Aim of the exercise: The required result is the exact run of lines beginning at the one containing "of the vegetation." and ending at the last line of the entries.

Supplied material:
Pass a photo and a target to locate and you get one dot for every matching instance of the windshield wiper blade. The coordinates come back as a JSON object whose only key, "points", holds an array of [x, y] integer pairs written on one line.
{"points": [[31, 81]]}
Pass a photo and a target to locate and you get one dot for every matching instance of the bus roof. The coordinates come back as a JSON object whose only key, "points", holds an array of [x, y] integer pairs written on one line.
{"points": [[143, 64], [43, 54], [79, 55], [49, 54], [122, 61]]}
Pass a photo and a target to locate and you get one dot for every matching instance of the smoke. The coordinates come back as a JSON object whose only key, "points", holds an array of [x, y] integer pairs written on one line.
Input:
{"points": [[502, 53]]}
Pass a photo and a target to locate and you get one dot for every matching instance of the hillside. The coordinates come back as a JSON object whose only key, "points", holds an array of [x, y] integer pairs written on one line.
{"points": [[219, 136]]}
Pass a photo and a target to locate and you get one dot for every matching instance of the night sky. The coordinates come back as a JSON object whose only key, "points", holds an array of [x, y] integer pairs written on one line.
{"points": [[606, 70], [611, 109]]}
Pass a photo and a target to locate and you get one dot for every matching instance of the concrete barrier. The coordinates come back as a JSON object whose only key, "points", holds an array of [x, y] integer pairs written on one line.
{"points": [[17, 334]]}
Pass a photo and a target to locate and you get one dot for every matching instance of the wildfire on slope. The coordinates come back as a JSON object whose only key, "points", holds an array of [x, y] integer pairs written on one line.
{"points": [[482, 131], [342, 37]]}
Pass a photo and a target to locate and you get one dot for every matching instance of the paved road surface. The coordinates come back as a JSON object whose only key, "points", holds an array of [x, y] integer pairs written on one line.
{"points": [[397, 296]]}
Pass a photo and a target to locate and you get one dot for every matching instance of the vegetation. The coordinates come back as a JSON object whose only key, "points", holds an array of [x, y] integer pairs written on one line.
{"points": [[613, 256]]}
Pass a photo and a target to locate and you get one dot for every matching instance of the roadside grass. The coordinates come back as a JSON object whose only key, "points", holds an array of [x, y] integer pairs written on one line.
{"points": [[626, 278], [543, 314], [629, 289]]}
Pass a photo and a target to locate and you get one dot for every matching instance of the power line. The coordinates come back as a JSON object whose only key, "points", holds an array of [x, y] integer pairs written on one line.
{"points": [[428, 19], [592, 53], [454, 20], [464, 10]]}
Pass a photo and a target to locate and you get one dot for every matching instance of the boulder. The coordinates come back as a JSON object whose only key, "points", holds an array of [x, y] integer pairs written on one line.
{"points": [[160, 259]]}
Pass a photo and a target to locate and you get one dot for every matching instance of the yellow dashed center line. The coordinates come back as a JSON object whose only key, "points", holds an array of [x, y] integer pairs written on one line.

Reply to the task:
Pass a photo and a target to locate and you get one dot for every matching instance of the vegetation. The coordinates come back as a JSON object whose only key, "points", holds an array of [x, y] integer pairs written on one line.
{"points": [[613, 256]]}
Pass a photo and a target to locate and you get one dot for every matching instance of the roadside grass. The coordinates come back as a JSON object whose only key, "points", holds an array of [x, y] integer pairs written on one line.
{"points": [[626, 278], [543, 314], [629, 289]]}
Pass a photo and a target to locate and you get one dot for every matching instance of the power line. The coordinates come back as a JSON object whose only key, "points", holds an array of [x, y] integer pairs written on one line.
{"points": [[428, 19], [592, 53], [454, 20], [464, 10]]}
Pass a photo and a target to locate and you get one dot for every matching instance of the boulder. The coordinates come back as a JSON object whose only key, "points", holds an array of [x, y] integer pairs written on one line.
{"points": [[160, 259]]}
Pass a photo and a target to locate and you get one dot for every matching instance of the yellow dashed center line. The coordinates come back as a JSON object whose only key, "points", holds an array of [x, y] integer pairs written on one line.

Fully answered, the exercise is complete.